## THE TASK
Transcribe, exactly as they appear, only the lines from the one holding "like (252, 862)." through the end of the entries below.

## DATA SHOWN
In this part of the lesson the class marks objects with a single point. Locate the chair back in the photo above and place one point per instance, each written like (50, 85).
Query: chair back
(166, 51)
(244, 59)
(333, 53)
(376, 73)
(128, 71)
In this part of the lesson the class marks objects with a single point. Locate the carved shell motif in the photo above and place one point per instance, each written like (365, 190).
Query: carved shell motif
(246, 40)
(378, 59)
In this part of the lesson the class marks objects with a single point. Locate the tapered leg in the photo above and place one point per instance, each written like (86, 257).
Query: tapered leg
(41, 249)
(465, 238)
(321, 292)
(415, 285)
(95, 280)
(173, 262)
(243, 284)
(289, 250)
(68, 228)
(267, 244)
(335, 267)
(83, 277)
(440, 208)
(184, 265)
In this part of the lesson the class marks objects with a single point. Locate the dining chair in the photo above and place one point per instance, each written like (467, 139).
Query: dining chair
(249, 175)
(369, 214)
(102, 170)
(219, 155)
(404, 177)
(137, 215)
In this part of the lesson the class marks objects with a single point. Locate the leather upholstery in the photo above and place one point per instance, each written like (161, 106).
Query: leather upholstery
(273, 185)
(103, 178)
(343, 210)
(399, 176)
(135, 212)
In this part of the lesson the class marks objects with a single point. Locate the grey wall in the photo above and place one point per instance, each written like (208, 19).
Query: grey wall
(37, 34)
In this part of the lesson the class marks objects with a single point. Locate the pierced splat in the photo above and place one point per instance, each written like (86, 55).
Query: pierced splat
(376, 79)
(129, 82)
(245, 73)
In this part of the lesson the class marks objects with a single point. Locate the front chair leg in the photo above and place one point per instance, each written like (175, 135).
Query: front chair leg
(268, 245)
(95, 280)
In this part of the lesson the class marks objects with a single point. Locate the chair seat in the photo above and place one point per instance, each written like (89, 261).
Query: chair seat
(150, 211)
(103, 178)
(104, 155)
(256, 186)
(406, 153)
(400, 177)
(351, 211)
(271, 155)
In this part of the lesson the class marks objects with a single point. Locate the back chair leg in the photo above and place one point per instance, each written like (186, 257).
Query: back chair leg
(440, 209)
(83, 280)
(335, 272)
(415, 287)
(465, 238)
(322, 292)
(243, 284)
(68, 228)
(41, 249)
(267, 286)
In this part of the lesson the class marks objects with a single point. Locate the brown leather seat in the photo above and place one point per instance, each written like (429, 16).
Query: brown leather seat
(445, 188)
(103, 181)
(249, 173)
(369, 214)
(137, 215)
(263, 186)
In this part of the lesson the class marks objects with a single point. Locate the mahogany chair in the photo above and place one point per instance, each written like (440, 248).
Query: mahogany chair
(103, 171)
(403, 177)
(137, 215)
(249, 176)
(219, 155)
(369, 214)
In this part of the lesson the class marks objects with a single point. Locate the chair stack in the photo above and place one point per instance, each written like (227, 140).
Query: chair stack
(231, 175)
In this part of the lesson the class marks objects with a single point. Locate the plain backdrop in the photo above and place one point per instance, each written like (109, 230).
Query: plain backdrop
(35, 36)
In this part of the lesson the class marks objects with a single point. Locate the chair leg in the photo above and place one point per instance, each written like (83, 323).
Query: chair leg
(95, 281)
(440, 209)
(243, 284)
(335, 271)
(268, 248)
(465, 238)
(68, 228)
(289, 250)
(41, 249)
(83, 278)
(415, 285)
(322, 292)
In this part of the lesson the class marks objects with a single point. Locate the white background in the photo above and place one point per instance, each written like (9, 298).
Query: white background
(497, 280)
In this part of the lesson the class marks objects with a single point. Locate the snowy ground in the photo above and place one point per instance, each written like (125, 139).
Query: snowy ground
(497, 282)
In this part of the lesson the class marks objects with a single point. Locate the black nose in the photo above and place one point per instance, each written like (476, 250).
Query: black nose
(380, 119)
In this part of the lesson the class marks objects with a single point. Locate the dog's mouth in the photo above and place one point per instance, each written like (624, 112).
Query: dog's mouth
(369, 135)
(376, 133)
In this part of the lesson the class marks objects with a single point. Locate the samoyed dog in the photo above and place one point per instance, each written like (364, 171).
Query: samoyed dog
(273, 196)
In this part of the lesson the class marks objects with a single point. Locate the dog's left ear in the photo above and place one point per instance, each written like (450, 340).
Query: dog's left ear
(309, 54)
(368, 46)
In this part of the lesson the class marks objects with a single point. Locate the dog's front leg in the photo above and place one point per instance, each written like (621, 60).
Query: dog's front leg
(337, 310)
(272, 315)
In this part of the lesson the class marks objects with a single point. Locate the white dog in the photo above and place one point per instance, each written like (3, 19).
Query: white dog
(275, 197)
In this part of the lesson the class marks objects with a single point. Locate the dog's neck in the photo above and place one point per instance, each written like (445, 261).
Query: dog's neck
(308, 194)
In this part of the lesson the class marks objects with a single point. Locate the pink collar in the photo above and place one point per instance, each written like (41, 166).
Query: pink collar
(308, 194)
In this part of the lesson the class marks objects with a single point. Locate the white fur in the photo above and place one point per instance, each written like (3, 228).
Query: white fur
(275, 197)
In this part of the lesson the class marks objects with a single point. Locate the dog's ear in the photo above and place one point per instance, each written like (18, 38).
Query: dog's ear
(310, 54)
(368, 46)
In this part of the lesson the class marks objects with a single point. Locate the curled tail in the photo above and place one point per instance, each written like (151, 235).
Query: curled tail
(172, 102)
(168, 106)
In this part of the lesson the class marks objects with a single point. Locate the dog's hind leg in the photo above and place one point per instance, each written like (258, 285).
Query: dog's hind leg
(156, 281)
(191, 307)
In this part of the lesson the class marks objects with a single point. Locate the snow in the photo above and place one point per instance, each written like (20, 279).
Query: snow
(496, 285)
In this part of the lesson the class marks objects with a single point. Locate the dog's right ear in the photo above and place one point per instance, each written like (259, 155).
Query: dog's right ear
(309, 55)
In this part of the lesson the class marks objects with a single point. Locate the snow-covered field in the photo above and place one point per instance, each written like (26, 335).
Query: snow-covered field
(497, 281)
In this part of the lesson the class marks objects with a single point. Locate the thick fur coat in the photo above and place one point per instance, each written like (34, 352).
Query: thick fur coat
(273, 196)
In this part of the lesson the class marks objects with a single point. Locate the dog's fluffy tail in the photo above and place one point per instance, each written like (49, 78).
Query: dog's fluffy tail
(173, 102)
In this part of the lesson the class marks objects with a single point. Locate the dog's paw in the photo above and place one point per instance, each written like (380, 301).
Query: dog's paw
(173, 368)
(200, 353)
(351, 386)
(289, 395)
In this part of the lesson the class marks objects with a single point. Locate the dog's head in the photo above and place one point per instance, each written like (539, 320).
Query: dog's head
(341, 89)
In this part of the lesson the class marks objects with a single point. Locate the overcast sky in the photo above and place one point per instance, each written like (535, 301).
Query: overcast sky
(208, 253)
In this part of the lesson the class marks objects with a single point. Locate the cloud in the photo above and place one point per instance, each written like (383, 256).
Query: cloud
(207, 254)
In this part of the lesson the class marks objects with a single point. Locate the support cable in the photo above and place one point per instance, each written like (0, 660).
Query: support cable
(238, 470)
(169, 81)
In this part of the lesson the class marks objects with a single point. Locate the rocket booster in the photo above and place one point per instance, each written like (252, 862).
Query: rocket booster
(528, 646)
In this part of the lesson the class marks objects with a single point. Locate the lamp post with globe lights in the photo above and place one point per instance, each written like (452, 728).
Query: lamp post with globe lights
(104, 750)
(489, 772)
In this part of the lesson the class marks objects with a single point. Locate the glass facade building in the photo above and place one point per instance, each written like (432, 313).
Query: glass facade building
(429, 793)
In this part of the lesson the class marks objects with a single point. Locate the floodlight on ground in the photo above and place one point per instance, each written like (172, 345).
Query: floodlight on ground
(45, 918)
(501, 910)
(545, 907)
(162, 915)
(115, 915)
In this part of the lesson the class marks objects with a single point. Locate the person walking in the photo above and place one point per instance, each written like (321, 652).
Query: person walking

## TASK SOLUTION
In this part of the lesson the class marks objects with a single point. Locate the rocket booster in the photo above and place one point per instance, each written like (252, 862).
Query: rocket booster
(528, 646)
In this part of the lesson the class marks objects with a single point. Locate the lamp post with globe lights in the photo above and place one point per instance, each written like (452, 728).
Query: lamp post with globe lights
(104, 750)
(489, 772)
In this part of the lesson the class marks objects with a single point. Locate the glass facade building in the photo above and place one point per instance, each written like (432, 313).
Query: glass facade building
(429, 793)
In this part of the lesson the class marks objects with a single point. Locate the floodlight on ground in the photo above and place one point per instance, each written like (172, 345).
Query: floodlight on ground
(45, 918)
(501, 910)
(545, 907)
(162, 915)
(115, 915)
In this part of the lesson the class marks objects with a single point. Locate the person walking in the photo above and place one point per instance, each written like (321, 652).
Query: person walking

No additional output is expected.